- [EXERCISE REQUIREMENTS]
1) In the blog post on content aggregators, where on the can does it say that Coke is inside?
2) Extend the blog post on content aggregators, picking up right after its final sentence.

- [SELECTED EXTRACT]

********************

Death to Human Content Aggregators

Copying other people’s blogs, and posting the content on your own blog, does not make you an authority on a given subject. In fact, you shouldn’t even consider yourself a blogger.

If you’re a chronic Ctrl + C / Ctrl + V kind of guy, there’s a good chance you think I’m looking a gift horse in the mouth. After all, you’re kind enough to attribute the story to the blogger. Or, if you’re super generous,you’ll only copy half of a story, sending people to my blog to read the rest.

If my wife cooks dinner, and I move the steak from the stove to my plate, it doesn’t give me the right to claim myself an Iron Chef. Even if I add salt.

Imagine if you will, that Pepsi decided to sell Coke. Oh, it’s in a Pepsi can, just filled to the brim with Coke. If you look closely at the bottom of the can it tells you that it’s Coke inside.

********************

- [GIVEN DATA]
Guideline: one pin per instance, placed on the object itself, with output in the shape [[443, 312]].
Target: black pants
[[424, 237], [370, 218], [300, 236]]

********************

- [ANSWERS IN ORDER]
1) At the bottom of the can.

2)
One more comparison for these blog leechers.

Here in New York, how would the New York Times feel if the Daily News started to publish their stories – without permission – in there entirely. Even with proper attribution, it’s illegal and would never fly.

Tell me why we give these so-called self-proclaimed bloggers, who are nothing more than human content aggregators, the license to steal. The Internet might be the Wild Wild West, with enforcement impractical. However, I urge you, dear readers, to take the law into your own hands. Do not give these copy and pasters your business. Just go to Google and research the topic you’re interested. Cause at the end of the day, that’s all these bloggin’ wannabes are doing.

If you’re going to take the bulk of my post, I don’t want your click-throughs. I hope other authentic bloggers agree.

It’s called creativity. Go find some.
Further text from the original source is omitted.